(Point-per-instance localization data)

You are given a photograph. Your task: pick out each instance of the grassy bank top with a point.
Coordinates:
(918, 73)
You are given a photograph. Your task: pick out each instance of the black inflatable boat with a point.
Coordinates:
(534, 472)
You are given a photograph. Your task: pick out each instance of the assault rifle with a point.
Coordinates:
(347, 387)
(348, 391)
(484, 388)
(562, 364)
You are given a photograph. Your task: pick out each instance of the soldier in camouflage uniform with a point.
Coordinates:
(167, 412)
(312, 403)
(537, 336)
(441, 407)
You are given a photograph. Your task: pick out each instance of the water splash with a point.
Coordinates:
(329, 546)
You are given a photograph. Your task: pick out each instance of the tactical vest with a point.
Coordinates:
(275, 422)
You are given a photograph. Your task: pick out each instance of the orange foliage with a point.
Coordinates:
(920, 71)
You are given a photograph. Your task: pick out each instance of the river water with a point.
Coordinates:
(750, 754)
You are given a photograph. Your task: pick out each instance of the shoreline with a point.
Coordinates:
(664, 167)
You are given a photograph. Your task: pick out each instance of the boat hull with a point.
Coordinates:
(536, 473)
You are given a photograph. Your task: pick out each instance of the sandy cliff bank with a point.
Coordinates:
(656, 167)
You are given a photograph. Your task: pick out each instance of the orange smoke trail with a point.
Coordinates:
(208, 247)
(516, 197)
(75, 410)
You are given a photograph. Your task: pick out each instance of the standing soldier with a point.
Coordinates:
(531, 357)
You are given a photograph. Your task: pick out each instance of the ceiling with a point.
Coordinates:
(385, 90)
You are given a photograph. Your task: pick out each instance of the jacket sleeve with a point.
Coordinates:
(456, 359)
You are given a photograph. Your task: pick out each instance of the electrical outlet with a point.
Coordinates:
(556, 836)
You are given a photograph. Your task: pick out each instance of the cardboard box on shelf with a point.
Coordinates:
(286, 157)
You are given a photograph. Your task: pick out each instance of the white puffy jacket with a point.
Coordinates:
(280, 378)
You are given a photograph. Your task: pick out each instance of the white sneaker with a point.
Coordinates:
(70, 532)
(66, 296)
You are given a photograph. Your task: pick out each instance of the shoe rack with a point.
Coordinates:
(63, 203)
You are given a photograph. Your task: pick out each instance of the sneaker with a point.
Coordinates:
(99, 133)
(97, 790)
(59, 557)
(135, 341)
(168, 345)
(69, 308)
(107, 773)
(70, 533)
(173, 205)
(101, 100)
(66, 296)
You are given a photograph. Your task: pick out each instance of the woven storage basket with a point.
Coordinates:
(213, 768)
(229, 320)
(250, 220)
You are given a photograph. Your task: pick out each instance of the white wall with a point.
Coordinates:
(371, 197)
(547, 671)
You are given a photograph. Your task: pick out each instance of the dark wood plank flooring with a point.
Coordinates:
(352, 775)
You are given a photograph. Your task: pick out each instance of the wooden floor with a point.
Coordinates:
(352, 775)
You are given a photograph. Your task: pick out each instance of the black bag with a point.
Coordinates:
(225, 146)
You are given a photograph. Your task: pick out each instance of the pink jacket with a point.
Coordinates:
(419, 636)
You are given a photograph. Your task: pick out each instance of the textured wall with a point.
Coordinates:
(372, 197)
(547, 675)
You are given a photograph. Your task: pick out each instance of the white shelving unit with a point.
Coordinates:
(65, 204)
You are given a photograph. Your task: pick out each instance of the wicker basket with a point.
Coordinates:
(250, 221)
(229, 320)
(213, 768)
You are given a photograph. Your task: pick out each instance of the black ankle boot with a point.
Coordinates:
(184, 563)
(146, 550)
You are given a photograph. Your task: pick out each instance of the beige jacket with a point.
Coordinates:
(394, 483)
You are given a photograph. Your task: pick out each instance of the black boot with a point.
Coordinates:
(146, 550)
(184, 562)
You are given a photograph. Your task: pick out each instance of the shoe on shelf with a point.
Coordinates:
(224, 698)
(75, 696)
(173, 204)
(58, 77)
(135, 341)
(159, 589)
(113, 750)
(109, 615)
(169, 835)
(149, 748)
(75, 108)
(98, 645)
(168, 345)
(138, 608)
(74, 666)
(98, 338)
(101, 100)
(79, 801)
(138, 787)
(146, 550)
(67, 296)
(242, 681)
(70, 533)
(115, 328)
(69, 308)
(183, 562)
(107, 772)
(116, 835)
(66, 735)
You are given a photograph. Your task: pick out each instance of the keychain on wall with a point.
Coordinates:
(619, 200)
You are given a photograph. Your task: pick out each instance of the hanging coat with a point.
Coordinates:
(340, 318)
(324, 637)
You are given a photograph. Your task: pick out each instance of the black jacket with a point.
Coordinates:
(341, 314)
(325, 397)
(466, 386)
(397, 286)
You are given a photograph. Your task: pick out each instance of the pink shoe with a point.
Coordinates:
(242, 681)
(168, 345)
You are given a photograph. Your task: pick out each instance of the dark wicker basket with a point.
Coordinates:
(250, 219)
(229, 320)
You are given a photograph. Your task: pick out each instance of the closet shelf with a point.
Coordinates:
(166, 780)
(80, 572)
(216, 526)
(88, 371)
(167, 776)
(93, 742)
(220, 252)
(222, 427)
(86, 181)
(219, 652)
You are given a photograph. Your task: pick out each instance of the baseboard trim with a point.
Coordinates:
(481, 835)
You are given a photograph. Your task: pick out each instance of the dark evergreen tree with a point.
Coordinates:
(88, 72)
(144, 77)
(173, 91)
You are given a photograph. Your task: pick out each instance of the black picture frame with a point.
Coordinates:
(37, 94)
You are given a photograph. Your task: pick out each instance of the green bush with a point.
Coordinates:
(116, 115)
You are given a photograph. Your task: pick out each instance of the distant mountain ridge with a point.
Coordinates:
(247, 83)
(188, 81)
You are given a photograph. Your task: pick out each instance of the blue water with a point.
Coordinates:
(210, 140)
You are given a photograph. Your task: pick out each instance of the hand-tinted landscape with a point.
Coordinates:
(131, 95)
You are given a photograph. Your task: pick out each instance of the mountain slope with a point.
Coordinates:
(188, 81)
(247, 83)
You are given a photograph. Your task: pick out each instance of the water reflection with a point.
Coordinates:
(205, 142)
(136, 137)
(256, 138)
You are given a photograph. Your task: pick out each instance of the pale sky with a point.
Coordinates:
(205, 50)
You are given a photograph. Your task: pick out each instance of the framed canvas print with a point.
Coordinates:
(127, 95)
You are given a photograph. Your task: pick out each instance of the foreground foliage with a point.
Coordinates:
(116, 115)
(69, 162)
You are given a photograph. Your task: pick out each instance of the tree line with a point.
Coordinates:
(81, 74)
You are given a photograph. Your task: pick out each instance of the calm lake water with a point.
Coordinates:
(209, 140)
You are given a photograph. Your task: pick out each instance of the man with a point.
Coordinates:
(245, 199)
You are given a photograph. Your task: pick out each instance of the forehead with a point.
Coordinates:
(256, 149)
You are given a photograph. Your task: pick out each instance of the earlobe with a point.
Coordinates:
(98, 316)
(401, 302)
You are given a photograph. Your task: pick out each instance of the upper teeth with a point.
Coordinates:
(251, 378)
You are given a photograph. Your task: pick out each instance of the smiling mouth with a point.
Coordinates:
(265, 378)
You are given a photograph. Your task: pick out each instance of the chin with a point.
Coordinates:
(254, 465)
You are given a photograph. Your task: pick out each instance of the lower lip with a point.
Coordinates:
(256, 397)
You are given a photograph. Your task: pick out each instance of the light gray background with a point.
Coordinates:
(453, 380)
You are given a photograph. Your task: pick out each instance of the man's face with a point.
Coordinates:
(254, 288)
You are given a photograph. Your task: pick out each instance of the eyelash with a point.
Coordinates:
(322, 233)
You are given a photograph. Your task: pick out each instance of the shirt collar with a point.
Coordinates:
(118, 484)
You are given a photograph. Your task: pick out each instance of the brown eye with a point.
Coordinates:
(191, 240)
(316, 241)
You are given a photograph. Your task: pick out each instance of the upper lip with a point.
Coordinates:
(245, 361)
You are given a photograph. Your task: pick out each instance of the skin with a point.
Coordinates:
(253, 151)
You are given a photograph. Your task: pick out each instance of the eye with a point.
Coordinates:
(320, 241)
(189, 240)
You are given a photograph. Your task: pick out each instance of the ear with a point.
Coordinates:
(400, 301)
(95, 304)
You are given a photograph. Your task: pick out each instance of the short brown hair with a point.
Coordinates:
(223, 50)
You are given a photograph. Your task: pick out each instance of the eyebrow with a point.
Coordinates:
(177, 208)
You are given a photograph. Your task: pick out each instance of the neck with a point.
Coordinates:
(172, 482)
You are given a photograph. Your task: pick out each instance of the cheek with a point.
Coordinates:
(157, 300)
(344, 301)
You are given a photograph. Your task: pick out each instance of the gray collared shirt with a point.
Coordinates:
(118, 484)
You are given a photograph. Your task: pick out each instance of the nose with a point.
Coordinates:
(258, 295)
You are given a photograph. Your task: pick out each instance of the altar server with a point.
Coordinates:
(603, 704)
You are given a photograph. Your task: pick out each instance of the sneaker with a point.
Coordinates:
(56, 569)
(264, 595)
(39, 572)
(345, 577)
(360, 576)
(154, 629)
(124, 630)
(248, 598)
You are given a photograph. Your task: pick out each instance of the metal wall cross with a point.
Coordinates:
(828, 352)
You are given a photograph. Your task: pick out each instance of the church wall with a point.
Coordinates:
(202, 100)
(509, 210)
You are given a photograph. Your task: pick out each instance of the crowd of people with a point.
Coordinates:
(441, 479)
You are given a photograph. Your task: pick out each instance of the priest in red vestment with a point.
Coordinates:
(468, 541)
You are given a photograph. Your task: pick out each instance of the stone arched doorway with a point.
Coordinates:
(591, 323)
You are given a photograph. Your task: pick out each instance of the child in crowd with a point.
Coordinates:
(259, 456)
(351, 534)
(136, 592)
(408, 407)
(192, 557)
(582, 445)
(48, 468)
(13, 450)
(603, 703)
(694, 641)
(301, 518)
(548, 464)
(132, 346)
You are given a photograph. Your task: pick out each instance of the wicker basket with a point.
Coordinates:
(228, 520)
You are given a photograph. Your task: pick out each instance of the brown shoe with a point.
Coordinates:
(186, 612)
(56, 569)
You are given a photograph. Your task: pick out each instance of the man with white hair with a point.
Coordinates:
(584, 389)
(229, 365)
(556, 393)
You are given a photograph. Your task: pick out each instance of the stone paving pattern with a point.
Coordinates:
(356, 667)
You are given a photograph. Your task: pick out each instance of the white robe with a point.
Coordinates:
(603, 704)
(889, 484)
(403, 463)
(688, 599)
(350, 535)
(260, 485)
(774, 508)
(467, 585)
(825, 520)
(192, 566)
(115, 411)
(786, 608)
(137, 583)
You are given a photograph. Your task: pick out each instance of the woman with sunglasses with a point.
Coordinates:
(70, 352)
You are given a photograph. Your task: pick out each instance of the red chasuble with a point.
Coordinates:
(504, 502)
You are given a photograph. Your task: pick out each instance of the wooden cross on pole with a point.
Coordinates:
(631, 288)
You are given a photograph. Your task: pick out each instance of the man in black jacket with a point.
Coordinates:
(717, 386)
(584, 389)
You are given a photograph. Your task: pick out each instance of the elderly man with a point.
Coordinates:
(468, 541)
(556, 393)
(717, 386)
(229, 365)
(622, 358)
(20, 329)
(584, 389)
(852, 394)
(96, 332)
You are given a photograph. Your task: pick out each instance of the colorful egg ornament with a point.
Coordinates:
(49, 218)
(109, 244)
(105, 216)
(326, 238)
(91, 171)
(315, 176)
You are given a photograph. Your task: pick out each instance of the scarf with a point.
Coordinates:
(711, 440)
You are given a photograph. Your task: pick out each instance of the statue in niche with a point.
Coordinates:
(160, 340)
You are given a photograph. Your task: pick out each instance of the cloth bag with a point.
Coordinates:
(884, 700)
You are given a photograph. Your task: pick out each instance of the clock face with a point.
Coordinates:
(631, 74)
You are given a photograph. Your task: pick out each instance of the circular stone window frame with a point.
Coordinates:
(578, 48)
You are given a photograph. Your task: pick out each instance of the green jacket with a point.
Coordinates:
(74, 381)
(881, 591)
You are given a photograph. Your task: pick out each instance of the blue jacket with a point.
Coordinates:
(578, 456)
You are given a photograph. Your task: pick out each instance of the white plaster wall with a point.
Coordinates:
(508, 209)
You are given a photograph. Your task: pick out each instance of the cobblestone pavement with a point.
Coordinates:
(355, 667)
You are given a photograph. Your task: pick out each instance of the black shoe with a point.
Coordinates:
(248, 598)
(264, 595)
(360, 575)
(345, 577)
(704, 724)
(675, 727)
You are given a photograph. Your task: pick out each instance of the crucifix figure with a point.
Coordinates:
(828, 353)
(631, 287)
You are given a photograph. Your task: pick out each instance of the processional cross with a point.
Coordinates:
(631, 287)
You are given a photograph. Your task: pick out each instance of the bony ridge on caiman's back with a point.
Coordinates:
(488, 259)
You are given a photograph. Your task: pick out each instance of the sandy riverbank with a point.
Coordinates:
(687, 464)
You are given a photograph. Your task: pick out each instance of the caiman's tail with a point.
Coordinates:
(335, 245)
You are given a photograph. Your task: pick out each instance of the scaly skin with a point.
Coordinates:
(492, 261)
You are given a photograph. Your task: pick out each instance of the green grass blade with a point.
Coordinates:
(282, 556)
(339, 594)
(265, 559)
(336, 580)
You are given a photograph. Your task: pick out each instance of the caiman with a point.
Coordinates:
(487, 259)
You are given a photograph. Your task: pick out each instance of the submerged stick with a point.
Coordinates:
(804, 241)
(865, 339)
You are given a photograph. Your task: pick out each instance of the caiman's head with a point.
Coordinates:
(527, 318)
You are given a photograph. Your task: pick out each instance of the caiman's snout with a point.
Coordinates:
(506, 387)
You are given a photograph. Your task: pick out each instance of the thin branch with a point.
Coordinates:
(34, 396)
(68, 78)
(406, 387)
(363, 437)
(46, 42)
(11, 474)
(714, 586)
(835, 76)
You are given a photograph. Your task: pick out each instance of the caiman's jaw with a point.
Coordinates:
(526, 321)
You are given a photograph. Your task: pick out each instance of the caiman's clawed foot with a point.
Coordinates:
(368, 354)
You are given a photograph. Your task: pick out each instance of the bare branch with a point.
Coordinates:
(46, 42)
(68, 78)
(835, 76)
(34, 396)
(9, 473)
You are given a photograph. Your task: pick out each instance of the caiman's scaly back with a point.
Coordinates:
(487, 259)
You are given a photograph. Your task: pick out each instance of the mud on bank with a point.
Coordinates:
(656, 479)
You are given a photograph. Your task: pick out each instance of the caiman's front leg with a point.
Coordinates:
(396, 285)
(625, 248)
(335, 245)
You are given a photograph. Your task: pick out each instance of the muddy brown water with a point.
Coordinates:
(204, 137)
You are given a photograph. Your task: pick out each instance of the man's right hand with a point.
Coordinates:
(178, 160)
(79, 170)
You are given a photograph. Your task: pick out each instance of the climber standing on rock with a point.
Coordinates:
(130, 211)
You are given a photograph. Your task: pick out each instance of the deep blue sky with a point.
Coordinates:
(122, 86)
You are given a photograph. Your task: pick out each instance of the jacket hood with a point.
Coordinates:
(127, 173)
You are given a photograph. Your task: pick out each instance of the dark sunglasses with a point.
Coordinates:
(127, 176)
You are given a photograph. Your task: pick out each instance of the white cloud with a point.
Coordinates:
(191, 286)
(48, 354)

- **Work instructions**
What lines above hold the word "water"? Pull each one out.

- **Solution to the exercise**
You are given a photograph. Your task: pick out each instance of the water splash with a point.
You are given a photograph. Your task: pick out each instance of the river water with a point.
You are given a photograph. Your task: pick out each instance of the blue water with a point.
You are given a photograph. Your task: pick out each instance of the water reflection with a point.
You are given a photograph. Your task: pick out each instance of the calm lake water with a point.
You are given a photograph. Your task: pick out each instance of the muddy brown water with a point.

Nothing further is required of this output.